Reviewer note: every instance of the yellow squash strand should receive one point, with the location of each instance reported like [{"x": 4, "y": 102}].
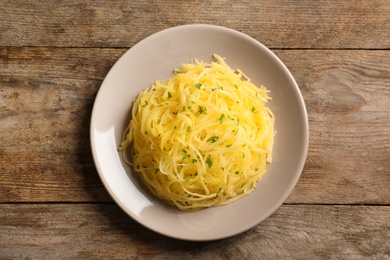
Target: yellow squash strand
[{"x": 201, "y": 138}]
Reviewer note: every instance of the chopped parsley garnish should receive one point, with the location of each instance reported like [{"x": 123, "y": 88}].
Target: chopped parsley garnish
[
  {"x": 202, "y": 110},
  {"x": 213, "y": 139}
]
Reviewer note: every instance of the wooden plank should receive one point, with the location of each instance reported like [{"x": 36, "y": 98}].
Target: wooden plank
[
  {"x": 104, "y": 231},
  {"x": 278, "y": 24},
  {"x": 46, "y": 97}
]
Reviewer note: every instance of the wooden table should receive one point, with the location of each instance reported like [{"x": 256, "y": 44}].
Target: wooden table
[{"x": 53, "y": 58}]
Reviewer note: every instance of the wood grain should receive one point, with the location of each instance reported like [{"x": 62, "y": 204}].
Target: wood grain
[
  {"x": 101, "y": 231},
  {"x": 46, "y": 98},
  {"x": 278, "y": 24}
]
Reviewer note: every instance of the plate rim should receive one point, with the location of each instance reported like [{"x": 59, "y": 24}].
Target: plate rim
[{"x": 305, "y": 145}]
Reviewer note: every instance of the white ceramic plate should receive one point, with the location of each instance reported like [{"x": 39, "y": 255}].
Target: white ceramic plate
[{"x": 154, "y": 58}]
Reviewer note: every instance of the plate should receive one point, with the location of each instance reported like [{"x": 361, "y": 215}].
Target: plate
[{"x": 155, "y": 58}]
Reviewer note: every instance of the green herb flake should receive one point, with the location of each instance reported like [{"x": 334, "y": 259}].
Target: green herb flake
[
  {"x": 202, "y": 110},
  {"x": 209, "y": 162},
  {"x": 212, "y": 139},
  {"x": 221, "y": 118}
]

┄┄┄┄┄┄┄┄┄┄┄┄┄┄┄┄┄┄┄┄

**EXERCISE DESCRIPTION:** Write every entry out again exactly, dropping the pictures.

**FINISHED ANSWER:**
Reviewer note: every instance of the yellow squash strand should receive one point, with the location of each instance reported like [{"x": 4, "y": 102}].
Target: yellow squash strand
[{"x": 201, "y": 138}]
Reviewer note: every instance of the chopped parsley garnish should receive one point, with the location of each instance reported like [{"x": 123, "y": 88}].
Target: chopped parsley garnish
[
  {"x": 202, "y": 110},
  {"x": 213, "y": 139}
]
Reviewer note: every instance of the wooden plank should receive one point, with the location of each instance reported like [{"x": 36, "y": 98}].
Target: wooden plank
[
  {"x": 104, "y": 231},
  {"x": 278, "y": 24},
  {"x": 46, "y": 97}
]
Reviewer note: every instance of the wooden table should receive one point, with the location of each instance reported like [{"x": 256, "y": 44}].
Target: wooden table
[{"x": 53, "y": 58}]
Reviewer note: every instance of the wood grain should receive one point, with the location of each instance reported like [{"x": 62, "y": 204}].
Target: wood grain
[
  {"x": 101, "y": 231},
  {"x": 46, "y": 98},
  {"x": 278, "y": 24}
]
Reviewer note: every instance of the plate rim should receive one point, with the location of each instance reported like [{"x": 59, "y": 24}].
Target: plate rim
[{"x": 305, "y": 145}]
Reviewer note: every instance of the white ceramic plate should receive one point, with the location of each instance reported like [{"x": 39, "y": 255}].
Target: white ceramic plate
[{"x": 154, "y": 58}]
Reviewer note: every instance of the plate should receive one point, with the location of each instance reported like [{"x": 361, "y": 215}].
Target: plate
[{"x": 155, "y": 58}]
Reviewer note: every instance of the green herb flake should receive one point, with the location of each instance reported like [{"x": 334, "y": 259}].
Target: green herb flake
[
  {"x": 202, "y": 110},
  {"x": 209, "y": 162},
  {"x": 212, "y": 139},
  {"x": 221, "y": 118}
]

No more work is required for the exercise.